# Document
8th President of Fairfield University
- In office July 1, 2004 – December 23, 2016
- Preceded by: Aloysius P. Kelley, S.J.
- Succeeded by: Mark R. Nemec

Personal details
- Born: May 15, 1947 (age 79) Bellefonte, Pennsylvania, U.S.
- Education: Princeton University (BA); Yale University (MA, MPhil, PhD); Weston School of Theology (MDiv);
- Profession: Educator

= Jeffrey P. von Arx =

American historian

Jeffrey Paul von Arx, S.J., is an American Jesuit and educator.

==Biography==

Jeffrey von Arx was born in Bellefonte, Pennsylvania, and raised in Locust Valley, New York. He graduated from the Locust Valley Schools in 1965 and Princeton University in 1969 and entered the Society of Jesus that summer. He subsequently earned an M.A. and M.Phil. in history at Yale University, and completed his Ph.D. there in 1980. A year later, Fr. von Arx received an M.Div. from the Weston Jesuit School of Theology and was ordained a priest.

[Image point annotation entries]
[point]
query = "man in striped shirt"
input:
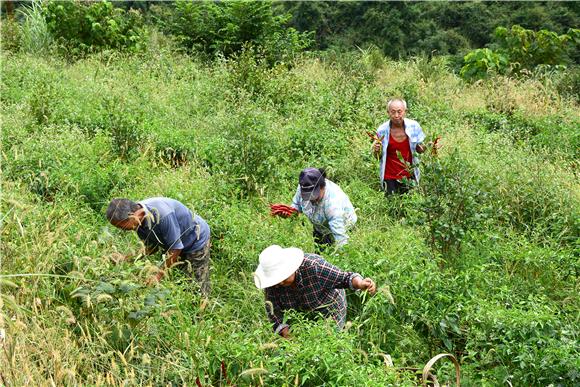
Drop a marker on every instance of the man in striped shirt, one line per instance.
(304, 282)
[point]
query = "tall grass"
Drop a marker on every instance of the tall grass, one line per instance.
(166, 124)
(34, 34)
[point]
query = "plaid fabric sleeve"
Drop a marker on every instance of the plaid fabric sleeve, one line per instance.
(275, 314)
(331, 277)
(297, 200)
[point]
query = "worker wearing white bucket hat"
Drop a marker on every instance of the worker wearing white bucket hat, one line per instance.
(292, 279)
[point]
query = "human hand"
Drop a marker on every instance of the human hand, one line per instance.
(435, 146)
(365, 284)
(282, 210)
(154, 279)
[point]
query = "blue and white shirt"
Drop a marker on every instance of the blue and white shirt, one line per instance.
(170, 225)
(333, 214)
(416, 137)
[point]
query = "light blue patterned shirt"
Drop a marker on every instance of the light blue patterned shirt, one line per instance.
(416, 137)
(333, 214)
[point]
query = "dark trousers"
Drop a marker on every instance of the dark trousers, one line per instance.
(398, 187)
(197, 262)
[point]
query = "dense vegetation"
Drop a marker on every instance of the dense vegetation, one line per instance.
(480, 260)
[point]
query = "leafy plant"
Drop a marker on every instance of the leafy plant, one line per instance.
(482, 63)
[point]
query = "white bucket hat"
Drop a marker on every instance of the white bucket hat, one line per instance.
(277, 264)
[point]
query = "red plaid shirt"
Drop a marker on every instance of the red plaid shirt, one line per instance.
(319, 287)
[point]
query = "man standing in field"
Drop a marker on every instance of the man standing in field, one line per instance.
(292, 279)
(398, 141)
(166, 224)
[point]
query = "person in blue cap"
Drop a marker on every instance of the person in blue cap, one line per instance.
(324, 204)
(166, 224)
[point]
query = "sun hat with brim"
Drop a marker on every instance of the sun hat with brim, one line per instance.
(277, 264)
(310, 180)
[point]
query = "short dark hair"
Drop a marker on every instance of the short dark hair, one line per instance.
(121, 209)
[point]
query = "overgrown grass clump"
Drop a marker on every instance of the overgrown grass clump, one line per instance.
(480, 260)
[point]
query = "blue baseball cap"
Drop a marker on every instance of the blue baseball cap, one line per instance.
(310, 181)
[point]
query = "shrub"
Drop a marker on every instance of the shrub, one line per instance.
(225, 28)
(85, 26)
(244, 151)
(482, 63)
(454, 204)
(35, 36)
(65, 163)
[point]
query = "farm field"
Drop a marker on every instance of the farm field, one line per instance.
(480, 260)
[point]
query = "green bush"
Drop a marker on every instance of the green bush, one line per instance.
(227, 27)
(523, 344)
(65, 162)
(483, 62)
(244, 151)
(82, 27)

# To be done
Write the next part of the biography of Jeffrey P. von Arx, picking up after its final sentence about his ordination as a priest.

# Exercise result
Arx served as the eighth president of Fairfield University from July 1, 2004, to December 31, 2016; previously, von Arx had served as Chair of the History Department at Georgetown University and as Dean of Fordham College at Rose Hill. In 2017, von Arx was appointed superior of John LaFarge House, the Jesuit house of studies in Cambridge, Massachusetts. He was the Thomas I. Gasson, S.J., Professor at Boston College for the academic year 2018–2019, and is currently (as of October 2025) Visiting Professor of the History of Christianity at the Boston College School of Theology and Ministry.

A noted scholar and historian, von Arx is an expert in the field of 19th-century British history. He is the author of several articles and books, including Progress and Pessimism: Religion, Politics and History in Late Nineteenth Century Britain (Harvard University Press, 1985) and Varieties of Ultramontanism (Catholic University Press, 1998). He is a Fellow of the Royal Historical Society.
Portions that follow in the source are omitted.